DATA SHOWN:
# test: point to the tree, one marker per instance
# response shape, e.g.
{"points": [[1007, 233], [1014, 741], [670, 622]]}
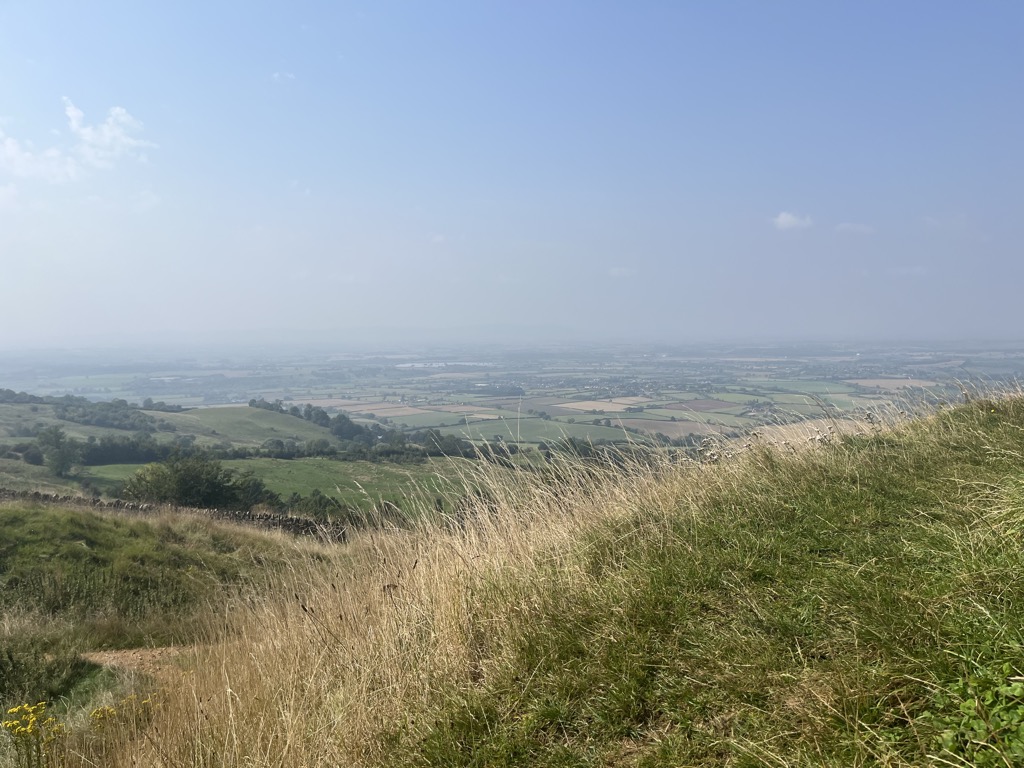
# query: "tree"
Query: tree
{"points": [[197, 481]]}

PROBLEM: Return the records above exactly as written. Do not include their images.

EXERCISE ANSWER:
# test: point to the tree, one marker per instance
# response shape, e.g.
{"points": [[1007, 233], [1014, 741], [670, 622]]}
# query: "tree"
Query: tree
{"points": [[197, 481]]}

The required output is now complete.